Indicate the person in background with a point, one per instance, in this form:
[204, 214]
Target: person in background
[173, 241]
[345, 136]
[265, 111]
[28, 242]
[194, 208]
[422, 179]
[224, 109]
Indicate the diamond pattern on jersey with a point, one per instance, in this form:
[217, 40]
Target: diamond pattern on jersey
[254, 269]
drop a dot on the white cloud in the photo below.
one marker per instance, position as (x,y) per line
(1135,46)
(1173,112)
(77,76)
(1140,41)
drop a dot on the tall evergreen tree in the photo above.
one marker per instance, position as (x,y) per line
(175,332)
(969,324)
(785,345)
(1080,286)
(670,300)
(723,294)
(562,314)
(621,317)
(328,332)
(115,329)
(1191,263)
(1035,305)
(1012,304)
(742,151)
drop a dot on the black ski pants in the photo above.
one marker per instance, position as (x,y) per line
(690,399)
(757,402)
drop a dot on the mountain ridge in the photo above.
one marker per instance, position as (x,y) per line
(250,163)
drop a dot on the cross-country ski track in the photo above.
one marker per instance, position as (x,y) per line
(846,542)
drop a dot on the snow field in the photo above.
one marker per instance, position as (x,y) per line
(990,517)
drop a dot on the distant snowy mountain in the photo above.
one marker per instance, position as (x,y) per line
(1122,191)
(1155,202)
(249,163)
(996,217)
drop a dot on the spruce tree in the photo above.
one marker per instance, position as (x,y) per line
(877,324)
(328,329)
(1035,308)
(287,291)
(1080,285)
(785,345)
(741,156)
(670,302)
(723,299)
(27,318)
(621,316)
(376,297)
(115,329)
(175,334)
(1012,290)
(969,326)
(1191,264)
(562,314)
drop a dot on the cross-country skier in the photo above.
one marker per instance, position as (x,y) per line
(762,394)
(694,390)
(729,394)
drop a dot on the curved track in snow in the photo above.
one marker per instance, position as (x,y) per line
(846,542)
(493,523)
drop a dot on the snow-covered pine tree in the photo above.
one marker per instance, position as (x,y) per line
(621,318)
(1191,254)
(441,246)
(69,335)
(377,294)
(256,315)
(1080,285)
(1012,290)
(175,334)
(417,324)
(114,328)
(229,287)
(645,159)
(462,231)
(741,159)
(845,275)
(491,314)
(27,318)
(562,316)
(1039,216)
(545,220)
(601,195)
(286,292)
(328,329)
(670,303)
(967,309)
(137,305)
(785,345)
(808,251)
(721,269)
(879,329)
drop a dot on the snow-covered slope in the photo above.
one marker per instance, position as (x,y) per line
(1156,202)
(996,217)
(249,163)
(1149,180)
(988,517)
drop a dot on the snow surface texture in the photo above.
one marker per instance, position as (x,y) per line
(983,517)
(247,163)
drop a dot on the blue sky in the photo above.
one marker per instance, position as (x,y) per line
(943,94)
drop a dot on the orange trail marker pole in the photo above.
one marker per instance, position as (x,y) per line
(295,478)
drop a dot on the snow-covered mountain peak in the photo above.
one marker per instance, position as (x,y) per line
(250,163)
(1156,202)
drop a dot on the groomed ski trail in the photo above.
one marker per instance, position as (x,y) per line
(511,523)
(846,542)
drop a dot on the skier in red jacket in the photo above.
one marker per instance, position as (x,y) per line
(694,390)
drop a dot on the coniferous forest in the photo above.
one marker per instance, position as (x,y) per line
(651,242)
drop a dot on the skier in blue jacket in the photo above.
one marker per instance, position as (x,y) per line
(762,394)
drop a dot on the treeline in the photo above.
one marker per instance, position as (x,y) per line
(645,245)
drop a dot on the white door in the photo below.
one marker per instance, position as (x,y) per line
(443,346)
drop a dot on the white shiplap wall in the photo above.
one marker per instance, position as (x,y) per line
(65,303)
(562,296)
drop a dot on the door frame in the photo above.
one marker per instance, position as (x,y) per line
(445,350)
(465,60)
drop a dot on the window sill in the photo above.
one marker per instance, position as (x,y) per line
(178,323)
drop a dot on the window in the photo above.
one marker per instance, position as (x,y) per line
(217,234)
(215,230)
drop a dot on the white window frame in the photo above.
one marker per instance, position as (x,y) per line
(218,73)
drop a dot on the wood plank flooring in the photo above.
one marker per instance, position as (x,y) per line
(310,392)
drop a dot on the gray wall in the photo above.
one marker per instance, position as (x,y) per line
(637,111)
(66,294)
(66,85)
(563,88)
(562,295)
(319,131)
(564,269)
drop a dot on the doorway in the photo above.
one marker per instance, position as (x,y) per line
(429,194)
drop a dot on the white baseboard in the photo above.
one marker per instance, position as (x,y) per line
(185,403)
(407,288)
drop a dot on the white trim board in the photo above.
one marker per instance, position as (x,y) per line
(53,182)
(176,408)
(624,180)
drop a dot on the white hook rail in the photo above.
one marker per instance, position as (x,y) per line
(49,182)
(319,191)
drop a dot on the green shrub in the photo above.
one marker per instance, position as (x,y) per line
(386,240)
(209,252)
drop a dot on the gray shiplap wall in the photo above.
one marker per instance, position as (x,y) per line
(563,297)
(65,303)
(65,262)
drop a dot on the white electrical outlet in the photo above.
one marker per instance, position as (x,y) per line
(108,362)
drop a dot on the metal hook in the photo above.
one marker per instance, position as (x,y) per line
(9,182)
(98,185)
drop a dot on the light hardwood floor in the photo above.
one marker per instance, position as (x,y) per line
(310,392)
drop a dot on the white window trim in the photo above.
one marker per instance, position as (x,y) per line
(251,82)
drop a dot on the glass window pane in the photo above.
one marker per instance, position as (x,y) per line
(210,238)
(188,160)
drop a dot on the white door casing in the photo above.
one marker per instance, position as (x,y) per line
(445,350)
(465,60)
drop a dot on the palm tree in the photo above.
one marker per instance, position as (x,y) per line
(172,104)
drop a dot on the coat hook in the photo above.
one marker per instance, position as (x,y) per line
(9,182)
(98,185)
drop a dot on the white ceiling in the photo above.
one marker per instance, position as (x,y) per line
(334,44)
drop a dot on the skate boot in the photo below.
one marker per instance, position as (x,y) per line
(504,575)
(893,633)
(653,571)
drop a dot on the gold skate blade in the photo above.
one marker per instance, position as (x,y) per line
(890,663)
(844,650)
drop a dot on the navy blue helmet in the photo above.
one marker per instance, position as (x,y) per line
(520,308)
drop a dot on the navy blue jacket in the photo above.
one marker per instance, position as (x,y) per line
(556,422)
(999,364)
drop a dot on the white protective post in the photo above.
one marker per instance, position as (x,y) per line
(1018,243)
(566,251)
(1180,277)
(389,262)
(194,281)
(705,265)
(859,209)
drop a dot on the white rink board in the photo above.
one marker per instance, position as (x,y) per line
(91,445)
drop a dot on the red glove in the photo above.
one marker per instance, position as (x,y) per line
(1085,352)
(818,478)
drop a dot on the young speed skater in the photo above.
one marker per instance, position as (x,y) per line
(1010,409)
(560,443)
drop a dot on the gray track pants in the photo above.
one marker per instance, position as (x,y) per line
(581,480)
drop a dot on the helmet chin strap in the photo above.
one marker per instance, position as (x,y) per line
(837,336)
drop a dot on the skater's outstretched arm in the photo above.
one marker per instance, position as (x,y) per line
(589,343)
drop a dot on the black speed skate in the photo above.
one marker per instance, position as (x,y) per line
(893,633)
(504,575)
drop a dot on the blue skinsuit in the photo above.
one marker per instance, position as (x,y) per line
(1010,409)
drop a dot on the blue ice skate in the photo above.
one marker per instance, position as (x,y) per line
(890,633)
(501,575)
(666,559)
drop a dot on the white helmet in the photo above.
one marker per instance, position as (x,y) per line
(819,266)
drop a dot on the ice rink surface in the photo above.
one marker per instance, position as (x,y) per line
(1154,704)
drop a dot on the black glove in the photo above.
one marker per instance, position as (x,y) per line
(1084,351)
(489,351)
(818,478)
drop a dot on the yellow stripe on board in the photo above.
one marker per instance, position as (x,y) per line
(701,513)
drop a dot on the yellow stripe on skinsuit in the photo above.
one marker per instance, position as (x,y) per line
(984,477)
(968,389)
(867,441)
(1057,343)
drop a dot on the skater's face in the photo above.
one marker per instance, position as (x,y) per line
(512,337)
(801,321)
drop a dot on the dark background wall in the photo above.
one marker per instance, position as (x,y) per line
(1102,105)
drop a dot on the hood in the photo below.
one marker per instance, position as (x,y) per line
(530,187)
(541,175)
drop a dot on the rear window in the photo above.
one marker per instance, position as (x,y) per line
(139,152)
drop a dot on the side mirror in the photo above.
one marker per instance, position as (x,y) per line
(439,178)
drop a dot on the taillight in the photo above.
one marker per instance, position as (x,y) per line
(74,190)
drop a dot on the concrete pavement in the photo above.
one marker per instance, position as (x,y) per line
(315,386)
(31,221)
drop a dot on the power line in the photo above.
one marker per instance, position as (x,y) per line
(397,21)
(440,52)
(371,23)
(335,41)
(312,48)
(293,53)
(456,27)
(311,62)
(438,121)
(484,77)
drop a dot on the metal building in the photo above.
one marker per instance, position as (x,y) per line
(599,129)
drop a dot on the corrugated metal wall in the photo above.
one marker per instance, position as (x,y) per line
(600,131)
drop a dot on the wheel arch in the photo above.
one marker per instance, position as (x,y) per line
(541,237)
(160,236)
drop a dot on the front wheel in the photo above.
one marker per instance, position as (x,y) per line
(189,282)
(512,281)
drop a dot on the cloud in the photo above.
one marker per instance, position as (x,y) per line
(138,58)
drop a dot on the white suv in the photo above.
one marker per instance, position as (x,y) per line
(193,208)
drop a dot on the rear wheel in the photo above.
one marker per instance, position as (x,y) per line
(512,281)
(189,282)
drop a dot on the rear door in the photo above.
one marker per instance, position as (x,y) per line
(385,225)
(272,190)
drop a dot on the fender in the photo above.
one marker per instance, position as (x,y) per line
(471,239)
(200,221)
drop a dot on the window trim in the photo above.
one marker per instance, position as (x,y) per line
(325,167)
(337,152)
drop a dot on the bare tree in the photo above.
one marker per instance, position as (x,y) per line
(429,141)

Directions:
A word-for-word copy of the lines above from the one with "drop a dot on the skier in red" through the one with "drop a dot on the skier in blue", inclusive, is the only output wanted.

Solution for this task:
drop a dot on the skier in red jacket in the photo above.
one marker per instance, position as (x,y) per line
(694,390)
drop a dot on the coniferous forest in the photo above.
one marker per instance, position as (x,y) per line
(651,242)
drop a dot on the skier in blue jacket in the photo above.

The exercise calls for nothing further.